==== STORED ROWS
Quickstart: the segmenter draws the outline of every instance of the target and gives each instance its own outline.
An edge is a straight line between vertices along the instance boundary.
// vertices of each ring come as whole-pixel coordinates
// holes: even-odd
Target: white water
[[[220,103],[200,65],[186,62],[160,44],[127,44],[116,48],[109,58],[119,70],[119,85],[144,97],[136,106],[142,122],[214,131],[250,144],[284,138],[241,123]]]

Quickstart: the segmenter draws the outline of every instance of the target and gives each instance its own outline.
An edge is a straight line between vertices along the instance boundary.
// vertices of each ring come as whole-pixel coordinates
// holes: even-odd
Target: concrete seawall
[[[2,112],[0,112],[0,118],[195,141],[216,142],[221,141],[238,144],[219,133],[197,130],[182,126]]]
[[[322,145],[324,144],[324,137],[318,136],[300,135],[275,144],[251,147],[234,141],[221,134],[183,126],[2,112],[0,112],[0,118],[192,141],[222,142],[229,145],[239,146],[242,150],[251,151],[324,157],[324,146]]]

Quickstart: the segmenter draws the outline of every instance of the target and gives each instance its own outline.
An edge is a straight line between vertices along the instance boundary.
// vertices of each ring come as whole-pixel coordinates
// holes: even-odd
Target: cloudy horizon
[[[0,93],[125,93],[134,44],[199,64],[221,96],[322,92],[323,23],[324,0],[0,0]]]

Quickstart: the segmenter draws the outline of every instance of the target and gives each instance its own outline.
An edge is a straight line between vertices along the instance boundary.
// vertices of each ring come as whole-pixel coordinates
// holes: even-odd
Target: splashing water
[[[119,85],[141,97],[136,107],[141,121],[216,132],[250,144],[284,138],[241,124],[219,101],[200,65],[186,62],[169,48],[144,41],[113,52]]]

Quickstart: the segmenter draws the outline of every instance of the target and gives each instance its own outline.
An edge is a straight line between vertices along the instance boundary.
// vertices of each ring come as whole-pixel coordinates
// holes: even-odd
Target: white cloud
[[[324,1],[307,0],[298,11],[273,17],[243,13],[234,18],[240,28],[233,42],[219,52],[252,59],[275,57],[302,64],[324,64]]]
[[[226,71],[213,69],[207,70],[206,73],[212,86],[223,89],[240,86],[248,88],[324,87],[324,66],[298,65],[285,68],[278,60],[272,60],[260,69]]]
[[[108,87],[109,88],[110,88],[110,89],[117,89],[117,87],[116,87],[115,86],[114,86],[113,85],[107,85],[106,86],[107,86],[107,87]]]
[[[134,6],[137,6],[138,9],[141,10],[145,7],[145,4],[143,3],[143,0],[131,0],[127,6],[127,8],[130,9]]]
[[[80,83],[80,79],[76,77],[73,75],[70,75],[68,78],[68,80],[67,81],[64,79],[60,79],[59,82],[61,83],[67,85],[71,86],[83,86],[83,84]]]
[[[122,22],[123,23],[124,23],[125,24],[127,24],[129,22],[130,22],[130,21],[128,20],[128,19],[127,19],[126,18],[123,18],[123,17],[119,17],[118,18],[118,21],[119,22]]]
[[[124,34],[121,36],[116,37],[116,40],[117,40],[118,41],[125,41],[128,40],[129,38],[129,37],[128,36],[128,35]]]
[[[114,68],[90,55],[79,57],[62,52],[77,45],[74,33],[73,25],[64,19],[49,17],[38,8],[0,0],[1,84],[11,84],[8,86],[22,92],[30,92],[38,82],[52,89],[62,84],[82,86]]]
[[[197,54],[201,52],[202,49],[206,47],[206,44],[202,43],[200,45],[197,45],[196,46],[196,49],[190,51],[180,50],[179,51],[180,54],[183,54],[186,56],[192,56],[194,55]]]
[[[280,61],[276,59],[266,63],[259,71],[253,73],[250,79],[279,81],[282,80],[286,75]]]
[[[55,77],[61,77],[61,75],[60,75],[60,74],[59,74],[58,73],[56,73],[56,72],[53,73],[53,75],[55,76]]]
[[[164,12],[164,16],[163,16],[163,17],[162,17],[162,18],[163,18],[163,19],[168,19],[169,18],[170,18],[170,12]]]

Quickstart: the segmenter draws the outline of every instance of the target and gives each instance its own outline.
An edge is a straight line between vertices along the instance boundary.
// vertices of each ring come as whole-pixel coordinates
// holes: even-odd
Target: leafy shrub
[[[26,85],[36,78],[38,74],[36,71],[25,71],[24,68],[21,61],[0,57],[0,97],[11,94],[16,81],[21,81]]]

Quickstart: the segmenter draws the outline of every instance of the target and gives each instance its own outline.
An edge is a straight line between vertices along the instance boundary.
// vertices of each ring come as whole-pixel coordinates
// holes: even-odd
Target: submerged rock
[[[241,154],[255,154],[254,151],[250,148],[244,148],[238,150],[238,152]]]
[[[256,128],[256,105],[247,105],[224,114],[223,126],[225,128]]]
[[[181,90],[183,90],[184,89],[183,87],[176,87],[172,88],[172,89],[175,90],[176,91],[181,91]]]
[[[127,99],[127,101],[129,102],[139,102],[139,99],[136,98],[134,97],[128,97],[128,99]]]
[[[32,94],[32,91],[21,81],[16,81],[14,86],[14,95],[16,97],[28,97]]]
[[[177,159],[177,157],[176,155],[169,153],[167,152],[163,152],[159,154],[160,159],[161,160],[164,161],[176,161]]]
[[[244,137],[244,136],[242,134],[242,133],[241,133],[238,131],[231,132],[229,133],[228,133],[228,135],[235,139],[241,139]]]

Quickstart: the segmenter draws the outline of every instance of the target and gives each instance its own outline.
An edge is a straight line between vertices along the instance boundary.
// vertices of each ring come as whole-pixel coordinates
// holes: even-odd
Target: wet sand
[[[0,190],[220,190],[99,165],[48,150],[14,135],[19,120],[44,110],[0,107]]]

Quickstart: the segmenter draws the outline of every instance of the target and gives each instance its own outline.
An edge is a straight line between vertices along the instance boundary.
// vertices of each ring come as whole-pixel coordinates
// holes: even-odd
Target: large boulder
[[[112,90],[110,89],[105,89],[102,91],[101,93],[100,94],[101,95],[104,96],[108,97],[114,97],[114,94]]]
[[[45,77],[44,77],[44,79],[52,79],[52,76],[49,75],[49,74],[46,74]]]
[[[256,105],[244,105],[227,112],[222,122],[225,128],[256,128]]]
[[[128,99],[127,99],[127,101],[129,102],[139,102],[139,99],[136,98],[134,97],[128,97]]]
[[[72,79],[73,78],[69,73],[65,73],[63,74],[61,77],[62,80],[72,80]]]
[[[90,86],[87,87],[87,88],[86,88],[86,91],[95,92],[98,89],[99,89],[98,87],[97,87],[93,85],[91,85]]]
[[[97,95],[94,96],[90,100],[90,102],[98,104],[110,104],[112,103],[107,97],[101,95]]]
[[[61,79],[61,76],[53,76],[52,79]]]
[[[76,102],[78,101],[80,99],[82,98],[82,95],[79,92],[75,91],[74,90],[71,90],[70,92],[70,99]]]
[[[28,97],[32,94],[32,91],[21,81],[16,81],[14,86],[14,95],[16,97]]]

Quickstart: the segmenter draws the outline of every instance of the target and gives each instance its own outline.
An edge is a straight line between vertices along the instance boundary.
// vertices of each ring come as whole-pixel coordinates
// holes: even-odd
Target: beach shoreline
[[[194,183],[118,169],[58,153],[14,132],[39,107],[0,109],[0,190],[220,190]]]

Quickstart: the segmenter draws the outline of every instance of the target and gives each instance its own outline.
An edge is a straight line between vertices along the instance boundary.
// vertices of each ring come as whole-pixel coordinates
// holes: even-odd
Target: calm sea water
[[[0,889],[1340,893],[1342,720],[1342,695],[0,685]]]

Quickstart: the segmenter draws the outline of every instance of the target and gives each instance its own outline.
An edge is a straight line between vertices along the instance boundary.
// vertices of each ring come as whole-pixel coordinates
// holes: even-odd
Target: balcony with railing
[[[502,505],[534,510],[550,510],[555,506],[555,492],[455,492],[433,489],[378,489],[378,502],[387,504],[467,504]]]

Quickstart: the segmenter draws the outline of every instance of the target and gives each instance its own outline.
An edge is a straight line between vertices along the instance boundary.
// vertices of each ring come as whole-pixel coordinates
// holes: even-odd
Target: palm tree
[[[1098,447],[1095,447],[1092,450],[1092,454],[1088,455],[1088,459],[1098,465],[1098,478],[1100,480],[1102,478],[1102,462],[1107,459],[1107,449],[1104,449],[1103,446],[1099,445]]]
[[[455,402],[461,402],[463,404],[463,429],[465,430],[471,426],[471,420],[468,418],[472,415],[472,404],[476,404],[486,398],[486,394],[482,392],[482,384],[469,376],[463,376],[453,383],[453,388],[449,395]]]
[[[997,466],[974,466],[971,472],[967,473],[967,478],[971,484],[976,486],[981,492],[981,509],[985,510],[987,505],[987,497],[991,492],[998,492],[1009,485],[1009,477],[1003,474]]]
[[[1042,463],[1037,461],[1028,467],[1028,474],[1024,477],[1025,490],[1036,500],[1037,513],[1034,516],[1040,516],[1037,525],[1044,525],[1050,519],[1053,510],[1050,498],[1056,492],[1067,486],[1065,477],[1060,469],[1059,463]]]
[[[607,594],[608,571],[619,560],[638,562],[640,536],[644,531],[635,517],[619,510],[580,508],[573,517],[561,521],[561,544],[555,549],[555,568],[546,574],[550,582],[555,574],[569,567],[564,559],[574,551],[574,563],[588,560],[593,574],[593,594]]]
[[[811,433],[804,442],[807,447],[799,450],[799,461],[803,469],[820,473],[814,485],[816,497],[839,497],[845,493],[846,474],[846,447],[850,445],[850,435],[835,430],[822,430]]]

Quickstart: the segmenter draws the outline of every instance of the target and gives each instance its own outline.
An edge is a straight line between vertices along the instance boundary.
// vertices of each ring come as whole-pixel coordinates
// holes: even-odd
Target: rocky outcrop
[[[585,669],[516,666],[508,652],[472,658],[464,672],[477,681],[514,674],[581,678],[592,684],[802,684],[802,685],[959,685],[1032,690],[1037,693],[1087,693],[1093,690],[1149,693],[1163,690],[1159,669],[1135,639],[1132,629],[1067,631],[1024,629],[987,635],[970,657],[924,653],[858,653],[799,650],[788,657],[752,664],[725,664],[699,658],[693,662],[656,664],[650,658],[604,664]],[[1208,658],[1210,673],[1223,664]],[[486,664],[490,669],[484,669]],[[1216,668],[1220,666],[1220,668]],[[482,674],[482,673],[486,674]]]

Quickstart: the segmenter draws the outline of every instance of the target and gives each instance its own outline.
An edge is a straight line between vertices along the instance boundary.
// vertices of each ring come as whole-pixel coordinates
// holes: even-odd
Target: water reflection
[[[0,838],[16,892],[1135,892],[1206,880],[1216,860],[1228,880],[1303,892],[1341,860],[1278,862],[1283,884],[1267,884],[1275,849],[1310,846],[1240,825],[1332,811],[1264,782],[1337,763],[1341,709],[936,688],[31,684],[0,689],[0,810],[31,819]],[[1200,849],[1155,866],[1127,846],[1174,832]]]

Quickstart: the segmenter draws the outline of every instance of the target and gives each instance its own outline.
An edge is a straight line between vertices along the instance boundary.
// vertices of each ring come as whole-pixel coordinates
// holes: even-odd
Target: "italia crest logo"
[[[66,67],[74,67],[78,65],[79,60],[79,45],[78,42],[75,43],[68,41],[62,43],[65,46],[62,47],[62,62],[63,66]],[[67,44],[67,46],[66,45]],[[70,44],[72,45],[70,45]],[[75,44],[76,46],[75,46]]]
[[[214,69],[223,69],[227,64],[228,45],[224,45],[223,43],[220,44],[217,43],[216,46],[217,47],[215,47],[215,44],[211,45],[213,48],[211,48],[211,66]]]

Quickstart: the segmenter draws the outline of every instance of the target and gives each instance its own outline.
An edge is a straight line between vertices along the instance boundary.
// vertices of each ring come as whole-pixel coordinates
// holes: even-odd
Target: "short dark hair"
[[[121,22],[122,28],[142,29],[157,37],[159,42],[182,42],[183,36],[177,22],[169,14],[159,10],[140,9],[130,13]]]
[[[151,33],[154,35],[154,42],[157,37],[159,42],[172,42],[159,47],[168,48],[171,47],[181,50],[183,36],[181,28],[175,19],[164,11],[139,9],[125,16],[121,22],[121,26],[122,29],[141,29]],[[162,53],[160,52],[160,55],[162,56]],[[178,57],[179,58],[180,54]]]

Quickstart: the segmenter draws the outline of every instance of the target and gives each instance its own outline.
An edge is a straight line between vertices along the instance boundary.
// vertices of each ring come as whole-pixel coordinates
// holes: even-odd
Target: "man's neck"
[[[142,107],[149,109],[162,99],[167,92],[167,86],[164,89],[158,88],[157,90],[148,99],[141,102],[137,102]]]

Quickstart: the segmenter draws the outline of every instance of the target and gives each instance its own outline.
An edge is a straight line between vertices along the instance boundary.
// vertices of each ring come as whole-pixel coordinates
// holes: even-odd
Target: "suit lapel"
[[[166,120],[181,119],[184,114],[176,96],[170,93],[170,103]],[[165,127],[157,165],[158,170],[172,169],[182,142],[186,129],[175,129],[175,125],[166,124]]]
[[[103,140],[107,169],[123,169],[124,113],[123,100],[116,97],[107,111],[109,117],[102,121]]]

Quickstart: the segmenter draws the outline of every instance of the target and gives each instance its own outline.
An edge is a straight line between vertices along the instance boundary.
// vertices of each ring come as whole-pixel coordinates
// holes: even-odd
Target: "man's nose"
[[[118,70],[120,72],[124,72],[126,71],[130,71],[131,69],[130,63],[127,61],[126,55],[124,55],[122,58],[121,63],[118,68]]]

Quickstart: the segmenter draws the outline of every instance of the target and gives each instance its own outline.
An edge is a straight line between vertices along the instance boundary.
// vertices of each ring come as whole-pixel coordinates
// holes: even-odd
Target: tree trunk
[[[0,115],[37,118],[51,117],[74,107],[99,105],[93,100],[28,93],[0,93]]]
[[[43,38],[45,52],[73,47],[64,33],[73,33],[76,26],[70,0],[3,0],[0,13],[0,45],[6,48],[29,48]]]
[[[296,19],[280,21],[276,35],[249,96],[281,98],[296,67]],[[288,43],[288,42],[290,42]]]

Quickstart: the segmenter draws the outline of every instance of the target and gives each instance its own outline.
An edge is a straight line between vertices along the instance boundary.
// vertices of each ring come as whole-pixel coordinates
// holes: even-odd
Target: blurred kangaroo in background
========
PROBLEM DESCRIPTION —
Tally the lines of the records that contain the word "water" and give only that number.

ANSWER TO THIS TASK —
4